**YOUR ASSIGNMENT:** Verbatim copy, images excluded: write out each record shown below.

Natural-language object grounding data
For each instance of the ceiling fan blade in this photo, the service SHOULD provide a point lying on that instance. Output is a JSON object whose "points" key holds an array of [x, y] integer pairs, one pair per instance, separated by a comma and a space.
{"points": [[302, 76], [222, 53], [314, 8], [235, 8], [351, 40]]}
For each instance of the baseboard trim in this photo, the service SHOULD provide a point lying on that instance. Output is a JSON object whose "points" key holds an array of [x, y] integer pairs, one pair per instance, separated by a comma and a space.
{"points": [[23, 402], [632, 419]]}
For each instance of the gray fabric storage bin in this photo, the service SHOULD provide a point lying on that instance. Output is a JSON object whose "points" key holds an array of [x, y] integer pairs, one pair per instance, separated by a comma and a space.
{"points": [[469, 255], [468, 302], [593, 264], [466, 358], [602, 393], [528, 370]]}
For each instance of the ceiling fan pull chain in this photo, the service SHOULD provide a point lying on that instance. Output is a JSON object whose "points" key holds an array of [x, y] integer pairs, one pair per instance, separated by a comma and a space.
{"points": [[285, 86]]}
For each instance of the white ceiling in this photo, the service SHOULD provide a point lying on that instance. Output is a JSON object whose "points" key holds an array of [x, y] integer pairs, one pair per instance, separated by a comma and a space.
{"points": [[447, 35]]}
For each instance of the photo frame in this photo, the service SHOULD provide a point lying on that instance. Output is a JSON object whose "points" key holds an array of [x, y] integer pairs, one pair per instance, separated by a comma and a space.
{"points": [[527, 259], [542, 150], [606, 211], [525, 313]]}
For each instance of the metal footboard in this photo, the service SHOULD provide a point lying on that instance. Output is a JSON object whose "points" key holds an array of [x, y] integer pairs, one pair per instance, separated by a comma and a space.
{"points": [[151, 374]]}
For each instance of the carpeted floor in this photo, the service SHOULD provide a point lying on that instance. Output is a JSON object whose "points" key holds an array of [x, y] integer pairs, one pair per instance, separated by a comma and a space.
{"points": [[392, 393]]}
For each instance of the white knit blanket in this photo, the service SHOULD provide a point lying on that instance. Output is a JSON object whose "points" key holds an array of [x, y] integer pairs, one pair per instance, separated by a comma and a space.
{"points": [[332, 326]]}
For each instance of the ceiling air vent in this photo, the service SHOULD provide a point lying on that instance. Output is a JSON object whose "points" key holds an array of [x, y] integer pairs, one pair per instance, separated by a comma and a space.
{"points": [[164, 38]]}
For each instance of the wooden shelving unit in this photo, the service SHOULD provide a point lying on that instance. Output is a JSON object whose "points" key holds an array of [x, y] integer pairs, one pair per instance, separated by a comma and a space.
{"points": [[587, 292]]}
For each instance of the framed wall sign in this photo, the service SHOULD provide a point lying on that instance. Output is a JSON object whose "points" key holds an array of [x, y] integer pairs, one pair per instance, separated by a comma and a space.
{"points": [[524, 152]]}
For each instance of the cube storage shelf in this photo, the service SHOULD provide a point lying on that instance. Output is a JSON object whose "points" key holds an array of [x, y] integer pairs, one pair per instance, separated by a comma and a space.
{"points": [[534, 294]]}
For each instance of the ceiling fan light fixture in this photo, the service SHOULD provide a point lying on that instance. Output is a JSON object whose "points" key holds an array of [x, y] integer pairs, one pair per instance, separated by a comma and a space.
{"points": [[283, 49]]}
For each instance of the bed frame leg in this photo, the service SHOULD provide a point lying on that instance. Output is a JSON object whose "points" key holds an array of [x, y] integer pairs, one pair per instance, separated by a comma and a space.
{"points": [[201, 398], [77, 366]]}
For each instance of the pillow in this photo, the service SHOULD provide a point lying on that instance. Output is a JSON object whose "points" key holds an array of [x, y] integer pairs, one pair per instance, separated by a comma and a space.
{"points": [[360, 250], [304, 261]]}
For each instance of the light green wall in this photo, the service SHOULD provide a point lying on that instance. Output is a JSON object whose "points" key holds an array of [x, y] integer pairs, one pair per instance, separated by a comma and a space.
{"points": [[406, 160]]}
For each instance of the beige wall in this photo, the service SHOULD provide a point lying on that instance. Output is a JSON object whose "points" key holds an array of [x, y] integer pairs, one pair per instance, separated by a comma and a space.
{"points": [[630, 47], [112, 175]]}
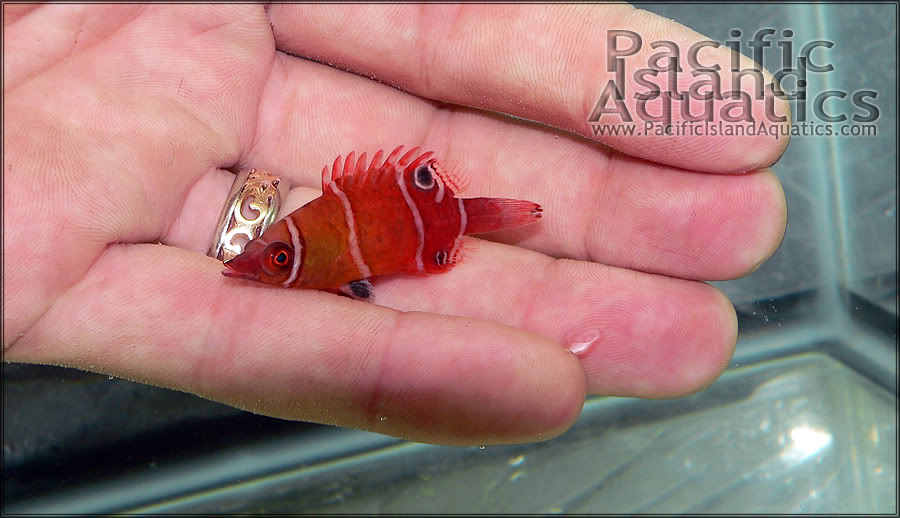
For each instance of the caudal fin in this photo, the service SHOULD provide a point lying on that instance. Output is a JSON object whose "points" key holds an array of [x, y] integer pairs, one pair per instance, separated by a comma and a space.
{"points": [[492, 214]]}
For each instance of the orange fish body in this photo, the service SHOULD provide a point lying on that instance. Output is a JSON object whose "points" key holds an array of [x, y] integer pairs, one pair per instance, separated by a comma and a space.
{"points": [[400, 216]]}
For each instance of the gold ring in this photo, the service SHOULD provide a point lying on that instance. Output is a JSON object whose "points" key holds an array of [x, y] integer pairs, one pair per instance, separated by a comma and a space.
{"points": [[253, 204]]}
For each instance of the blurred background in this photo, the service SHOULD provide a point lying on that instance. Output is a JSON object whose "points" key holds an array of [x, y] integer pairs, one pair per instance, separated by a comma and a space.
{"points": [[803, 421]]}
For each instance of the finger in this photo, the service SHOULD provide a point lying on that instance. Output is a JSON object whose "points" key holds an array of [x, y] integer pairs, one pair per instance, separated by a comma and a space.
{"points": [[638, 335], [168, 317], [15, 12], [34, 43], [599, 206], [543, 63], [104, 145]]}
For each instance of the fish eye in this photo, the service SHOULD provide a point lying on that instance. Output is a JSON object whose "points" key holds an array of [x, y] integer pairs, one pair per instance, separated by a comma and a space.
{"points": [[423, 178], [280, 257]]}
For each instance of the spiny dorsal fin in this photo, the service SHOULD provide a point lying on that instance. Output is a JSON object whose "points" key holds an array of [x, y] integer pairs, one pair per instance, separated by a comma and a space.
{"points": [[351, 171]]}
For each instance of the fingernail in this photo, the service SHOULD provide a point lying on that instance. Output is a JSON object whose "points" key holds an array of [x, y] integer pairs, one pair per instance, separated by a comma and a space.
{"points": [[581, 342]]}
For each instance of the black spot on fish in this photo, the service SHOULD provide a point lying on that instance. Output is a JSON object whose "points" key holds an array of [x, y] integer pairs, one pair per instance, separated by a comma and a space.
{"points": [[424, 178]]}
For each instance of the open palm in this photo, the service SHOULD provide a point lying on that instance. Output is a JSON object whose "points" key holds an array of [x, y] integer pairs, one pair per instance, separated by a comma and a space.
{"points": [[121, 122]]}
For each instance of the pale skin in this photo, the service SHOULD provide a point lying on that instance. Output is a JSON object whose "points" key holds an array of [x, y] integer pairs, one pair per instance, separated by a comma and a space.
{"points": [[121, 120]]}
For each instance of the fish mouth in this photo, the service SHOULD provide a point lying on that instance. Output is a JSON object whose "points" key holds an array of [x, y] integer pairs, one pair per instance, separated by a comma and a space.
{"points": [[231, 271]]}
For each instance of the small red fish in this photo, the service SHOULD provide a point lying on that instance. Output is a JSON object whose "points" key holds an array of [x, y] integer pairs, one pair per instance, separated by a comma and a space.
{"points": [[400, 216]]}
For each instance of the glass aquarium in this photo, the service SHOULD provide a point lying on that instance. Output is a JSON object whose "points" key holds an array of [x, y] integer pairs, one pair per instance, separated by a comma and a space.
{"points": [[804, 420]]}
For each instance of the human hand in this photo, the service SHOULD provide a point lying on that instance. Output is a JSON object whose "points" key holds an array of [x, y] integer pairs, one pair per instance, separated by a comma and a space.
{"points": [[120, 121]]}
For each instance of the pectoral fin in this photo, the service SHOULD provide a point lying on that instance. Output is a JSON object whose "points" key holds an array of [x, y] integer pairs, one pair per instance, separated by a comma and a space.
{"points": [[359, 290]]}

**RESPONSE AREA:**
For each instance of the ceiling fan blade in this photo, the service SHOULD provide a point lying on that instance. Output is a JSON object whose "points" key holds an array of [x, y] integer pairs, one pair per instance, separated by a comma and a space.
{"points": [[302, 76], [222, 53], [314, 8], [235, 8], [351, 40]]}
For each instance of the baseboard trim in this photo, the service SHOULD provide a point lying on that instance. Output is a JSON object whose "points" key holds an array of [x, y] integer pairs, one pair per instance, separated by a comma and a space.
{"points": [[23, 402], [632, 419]]}
For each instance of the gray fabric storage bin in this photo, the service SHOULD provide a point lying on that instance. Output is a JSON object whose "points" key holds an array of [x, y] integer pairs, one pair per instance, separated by a comma and a space.
{"points": [[469, 255], [468, 302], [593, 264], [466, 358], [602, 393], [528, 370]]}
For each instance of the ceiling fan pull chain in this photo, the service SHOULD provide a point lying on that instance. Output is a JSON object whose "points" key holds an array of [x, y] integer pairs, one pair per instance, separated by a comma and a space.
{"points": [[285, 86]]}
For each instance of the white ceiling in this photo, the service SHOULD provide a point lying on that instance. Output is a JSON object whose "points" key holds an array of [x, y] integer pairs, one pair per instance, separated by a comma and a space.
{"points": [[447, 35]]}
For each instance of the photo frame in this photo, the service SHOULD provide a point lying on that instance. Output is a JSON object whose "points" key holds an array of [x, y] integer pairs, one pair per instance, separated by a comma and a space.
{"points": [[527, 259], [542, 150], [606, 211], [525, 313]]}
For each instance of the metal footboard in this photo, the service SHOULD provide a point lying on that instance. Output is a JSON object whose "points" key holds an array of [x, y] integer pairs, one pair per instance, separated by a comma and a space.
{"points": [[151, 374]]}
For each instance of the carpeted floor in this photo, the service SHOULD provide a point lying on that instance. Output is a JSON object whose "points" key holds an array of [x, y] integer pairs, one pair per instance, separated by a comma and a space.
{"points": [[392, 393]]}
For each instance of the white knit blanket in this photo, the service SHOULD provide a point lying on that instance. Output is a JSON object whose "points" key holds an array of [x, y] integer pairs, one pair per instance, separated by a comma and a space.
{"points": [[332, 326]]}
For each instance of the ceiling air vent in this photo, the service SHOULD provide a point lying on that instance. Output is a JSON object whose "points" key holds an array of [x, y] integer pairs, one pair per instance, separated by a comma and a space.
{"points": [[164, 38]]}
For each instance of the wooden shelving unit in this photo, the service SHOULD provide a point lying on that instance. Output is a JSON object whose "points" key holds an array of [x, y] integer pairs, one pair per instance, separated by a comma and a space.
{"points": [[587, 292]]}
For each instance of the framed wall sign in this photo, the service SHOULD provide a point lying on that instance. Output is a JSON object whose "points" key holds an array of [x, y] integer pairs, one pair per instance, separated by a comma and a space.
{"points": [[524, 152]]}
For each instance of the cube storage shelf in this photo, the service SHOULD provide a point lying on that instance. Output is a JSON object whose "points" key holds an array of [x, y] integer pairs, one pair per instance, separated by a comma and a space.
{"points": [[534, 294]]}
For each instance of the ceiling fan light fixture in this photo, the service SHOULD provide a point lying on that instance. Output is a JSON object whose "points" key holds an array of [x, y] integer pairs, one pair per instance, separated by a comma and a space.
{"points": [[283, 49]]}
For each instance of the bed frame leg in this photo, the service SHOULD provide a point lying on that instance. Output is a JSON object whose "points" key holds an array of [x, y] integer pairs, one pair per instance, separated by a comma and a space.
{"points": [[201, 398], [77, 366]]}
For each instance of the pillow in this photo, the service SHOULD provide a point lying on that instance. Output is a JSON object whose "points" key holds an array of [x, y] integer pairs, one pair per instance, separated by a comma and a space.
{"points": [[360, 250], [304, 261]]}
For each instance of the light green wall in this photo, the service SHOULD provide a point lying on that instance. Output is a JSON object whose "points" key holds an array of [x, y] integer pairs, one pair per instance, separated by a comma and a space.
{"points": [[406, 160]]}
For each instance of the beige wall in this photo, the service SHOULD provide a point lying on that instance. Output is a JSON object whose "points" key holds an array of [x, y] integer pairs, one pair per instance, separated by a comma and a space.
{"points": [[630, 47], [112, 175]]}
For each instance of the caudal fin in this photo, the service SHOULD provide a point lying on that instance. Output is a JSON object whose "points" key holds an array of [x, y] integer pairs, one pair per instance, separated by a comma and a space.
{"points": [[492, 214]]}
For each instance of the orange fish body in this photo, the service SHOULD provide a point lying on that instance. Output is a JSON object whose "points" key holds an array of [x, y] integer pairs, one pair per instance, separated by a comma and a space.
{"points": [[400, 216]]}
For each instance of the gold ring in this photo, the service SHOULD provide a point lying on that instance. Output is a JSON object whose "points" key holds an array of [x, y] integer pairs, one pair per instance, separated by a comma and a space.
{"points": [[253, 204]]}
For each instance of the blurred background in this photo, the service SHOULD provide a point lying on that instance. Output is a JSON object whose "points" key holds an array of [x, y] integer pairs, one pair per instance, separated by a comma and a space.
{"points": [[803, 421]]}
For each instance of the finger in this photo, the service SHOULD provide a point lying on that instance. Output is a JSON object whose "points" key holds an array of [x, y] integer pairs, one pair per instance, separated by a comma and a space.
{"points": [[638, 335], [168, 317], [15, 12], [34, 43], [599, 206], [543, 63], [104, 145]]}
For each instance of the fish eye in this photo, the service SHOULD provide a point lying on that instance. Output is a JSON object whose "points" key holds an array of [x, y] integer pairs, one pair per instance, separated by a comma and a space.
{"points": [[423, 178], [280, 257]]}
For each instance of the spiny dorsal fin in this photo, the service SHOULD provide a point lying on that instance. Output is a JSON object whose "points" key holds an array of [x, y] integer pairs, one pair per instance, separated by a comma and a space.
{"points": [[351, 171]]}
For each instance of the fingernail in this photo, the service SHOULD provide a point lying on that instance. Output is a JSON object whose "points" key holds an array of [x, y] integer pairs, one pair per instance, separated by a comma and a space.
{"points": [[581, 342]]}
For each instance of the black spot on fish in this photo, the service SHOULD provide a point lying on that instance. Output is a JSON object whose "points" key holds an array of [x, y] integer pairs, one pair per instance, separated by a comma and a space.
{"points": [[424, 178]]}
For each instance of the open palm in this photo, the service SHOULD provide a point lying on that instance. Output is a JSON object whose "points" key holds an array of [x, y] integer pairs, one pair per instance, separated by a comma and a space.
{"points": [[121, 122]]}
For each instance of the pale skin in this photo, the service SHOULD provide a point lying on that instance. Output is a JSON object whose "points" key holds an array of [x, y] integer pairs, one pair per instance, separated by a comma and a space.
{"points": [[121, 120]]}
For each instance of the fish mouth in this photo, the service SHOULD provide a point lying on that instance. Output is a JSON object whose "points" key holds an array of [x, y] integer pairs, one pair per instance, separated by a comma and a space.
{"points": [[231, 271]]}
For each instance of the small red fish in this photo, the service SHOULD provide a point lying on that instance. Output is a JSON object whose "points" key holds an array of [x, y] integer pairs, one pair per instance, separated by a comma and a space.
{"points": [[400, 216]]}
For each instance of the glass aquarium in this photo, the service SHOULD provide a point lying on that instance. Output is a JSON object whose "points" key holds an array of [x, y] integer pairs, one pair per instance, separated by a comma and a space.
{"points": [[804, 420]]}
For each instance of the human hand in this photo, the service SHOULD provide a point lying on that instance. Output is a JSON object whose "points" key holds an array of [x, y] integer pairs, one pair per instance, separated by a comma and a space.
{"points": [[120, 121]]}
For each instance of the pectoral fin in this photo, the service SHOULD provide a point lying on that instance. Output is a JSON object whose "points" key holds an array of [x, y] integer pairs, one pair per instance, separated by a comma and a space.
{"points": [[359, 290]]}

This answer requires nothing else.